[Stored items]

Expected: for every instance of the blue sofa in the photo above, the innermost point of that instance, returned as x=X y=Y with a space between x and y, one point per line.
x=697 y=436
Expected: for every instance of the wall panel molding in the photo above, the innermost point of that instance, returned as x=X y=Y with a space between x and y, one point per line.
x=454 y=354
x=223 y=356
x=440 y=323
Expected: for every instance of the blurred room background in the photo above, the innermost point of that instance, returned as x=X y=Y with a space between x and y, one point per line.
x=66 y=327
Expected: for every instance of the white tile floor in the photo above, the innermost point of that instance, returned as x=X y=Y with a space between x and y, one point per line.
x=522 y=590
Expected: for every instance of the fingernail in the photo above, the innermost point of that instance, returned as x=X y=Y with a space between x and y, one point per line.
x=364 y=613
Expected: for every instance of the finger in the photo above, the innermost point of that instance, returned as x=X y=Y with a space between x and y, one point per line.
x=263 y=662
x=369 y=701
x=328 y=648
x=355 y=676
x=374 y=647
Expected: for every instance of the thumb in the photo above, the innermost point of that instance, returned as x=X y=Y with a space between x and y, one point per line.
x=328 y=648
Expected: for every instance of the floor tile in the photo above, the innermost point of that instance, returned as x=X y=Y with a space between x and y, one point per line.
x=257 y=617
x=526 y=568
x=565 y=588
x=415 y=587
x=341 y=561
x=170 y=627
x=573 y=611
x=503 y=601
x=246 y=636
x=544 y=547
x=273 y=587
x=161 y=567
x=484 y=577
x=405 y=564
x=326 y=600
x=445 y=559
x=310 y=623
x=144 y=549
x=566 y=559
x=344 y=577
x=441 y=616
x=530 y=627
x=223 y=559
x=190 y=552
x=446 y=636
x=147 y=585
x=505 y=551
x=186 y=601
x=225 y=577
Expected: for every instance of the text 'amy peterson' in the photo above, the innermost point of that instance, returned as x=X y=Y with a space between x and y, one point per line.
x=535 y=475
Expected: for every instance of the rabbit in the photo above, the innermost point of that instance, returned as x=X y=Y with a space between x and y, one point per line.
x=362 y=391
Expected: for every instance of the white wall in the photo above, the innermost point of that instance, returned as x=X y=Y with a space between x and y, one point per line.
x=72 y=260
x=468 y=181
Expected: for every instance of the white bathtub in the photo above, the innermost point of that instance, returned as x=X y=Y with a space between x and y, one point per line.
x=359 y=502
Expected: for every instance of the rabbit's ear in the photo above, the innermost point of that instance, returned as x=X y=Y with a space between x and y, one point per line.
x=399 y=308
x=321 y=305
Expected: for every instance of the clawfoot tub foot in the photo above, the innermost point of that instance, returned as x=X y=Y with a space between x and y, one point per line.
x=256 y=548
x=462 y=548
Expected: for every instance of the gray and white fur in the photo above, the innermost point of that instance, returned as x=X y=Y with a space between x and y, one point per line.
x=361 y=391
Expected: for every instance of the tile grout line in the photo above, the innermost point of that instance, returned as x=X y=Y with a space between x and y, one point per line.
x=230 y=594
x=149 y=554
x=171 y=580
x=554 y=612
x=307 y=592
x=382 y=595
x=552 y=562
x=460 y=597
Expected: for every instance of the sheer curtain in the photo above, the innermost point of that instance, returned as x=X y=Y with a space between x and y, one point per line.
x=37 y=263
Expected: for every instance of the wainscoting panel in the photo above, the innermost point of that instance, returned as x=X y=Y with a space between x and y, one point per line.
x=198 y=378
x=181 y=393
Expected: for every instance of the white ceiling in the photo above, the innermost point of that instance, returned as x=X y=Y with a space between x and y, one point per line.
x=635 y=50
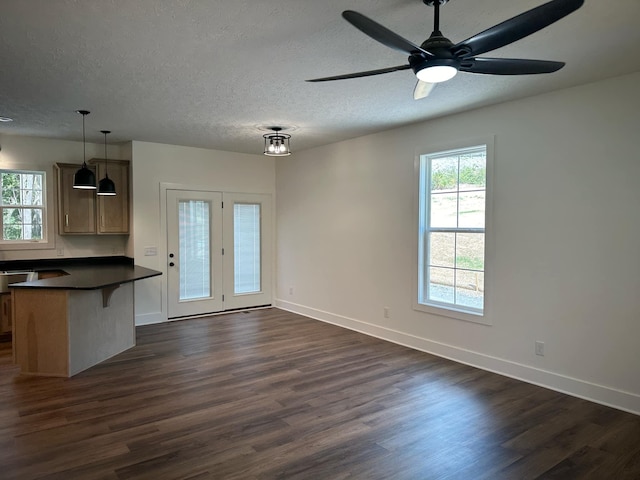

DIRECTIONS FOR THIS TASK: Repeat the data exactly as given. Keep every picture out of the copy.

TASK OUTPUT:
Expected: for every instance of the blue sofa in the photo above, the innermost point of that instance, returned as x=X y=Y with a space between x and y, one point per line.
x=697 y=436
Expected: for every instance of the wall panel molding in the photo above, the innermost point of that instance, returned as x=X y=Y with a space between x and y, one point per line.
x=454 y=354
x=223 y=356
x=440 y=323
Expected: for every instance of the blurred room background in the photo above, the innermost point of that instance, returned as x=X y=Y with a space between x and y, one point per line.
x=66 y=327
Expected: for every instance of the white tile floor in the photo above, the innermost point of that instance, returned as x=X y=Y with a space between x and y, one point per line.
x=522 y=590
Expected: for every instance of the fingernail in the photo above, the innermost point of that instance, returned as x=X y=Y with a space between x and y, one point per line.
x=364 y=613
Expected: for every instance of the finger in the photo above, the innermost point of that instance, returned as x=X y=Y with a space between x and y, one point per line.
x=263 y=662
x=369 y=701
x=328 y=648
x=355 y=676
x=374 y=647
Expected: for every instance of the thumb in the photo above, the innermost point of that instance, returned as x=X y=Y with a space between x and y, one point per line.
x=328 y=648
Expected: for every instance of the floor tile in the photo above, the innermost point of that instance, returned as x=X y=Y with a space between x and y, one point per line.
x=257 y=617
x=526 y=568
x=565 y=588
x=415 y=587
x=341 y=561
x=170 y=627
x=573 y=611
x=503 y=601
x=246 y=636
x=544 y=547
x=273 y=587
x=161 y=567
x=484 y=577
x=405 y=564
x=326 y=600
x=445 y=559
x=310 y=623
x=144 y=549
x=566 y=559
x=344 y=577
x=441 y=616
x=530 y=627
x=223 y=559
x=190 y=552
x=446 y=636
x=147 y=585
x=505 y=551
x=186 y=601
x=225 y=577
Expected: for every instance of the text 'amy peterson' in the photo above, the innermost point of that instance, returned as x=X y=Y with a space between x and y, one point per line.
x=535 y=475
Expected: for every instance of the rabbit in the photo above, the innermost point of that instance, returned as x=X y=Y with a space between x and y, one point per line.
x=362 y=391
Expected: for every instance of the white wall in the photo above, the innermost point of that instance, returned as x=X y=Y with a space between x and y, one point per line.
x=72 y=260
x=468 y=181
Expected: for every instance of the white bathtub in the photo above, the innermost point of that instance, returned as x=X y=Y with a space between x and y, one point per line.
x=359 y=502
Expected: for every instance of the rabbit's ear in the photo above, the innermost point of that instance, returned as x=X y=Y with a space between x and y, one point per line.
x=399 y=308
x=321 y=305
Expected: for every instance of the clawfoot tub foot in the photo above, the innermost point of that instance, returned as x=X y=Y with a space between x and y, one point per line.
x=256 y=548
x=462 y=548
Expected: for every instance of the gray and white fur in the photo above, the innermost point of that instance, returned as x=X y=Y with a space between x and y, one point per line.
x=361 y=391
Expected: for every instance of the tile grout line in the photo above, the innermost point of that instance, returned as x=X y=Y with a space between x and y, one point per line.
x=230 y=594
x=149 y=554
x=171 y=580
x=554 y=612
x=307 y=592
x=382 y=595
x=552 y=562
x=460 y=597
Expected: for every instance of the sheer curtain in the photo above, the innermost point of that instance, returned as x=X y=Y with a space between x and y, one point per line.
x=37 y=263
Expected: for every instance of the wainscoting panel in the photo above, the innermost point of that instance, returned as x=X y=Y with a space between x and y, one point per line.
x=198 y=378
x=181 y=393
Expected: for every instance of the white ceiling in the photo above, the innermost point of that instance, returned as x=X y=Y with a space between x and y, one point per line.
x=635 y=50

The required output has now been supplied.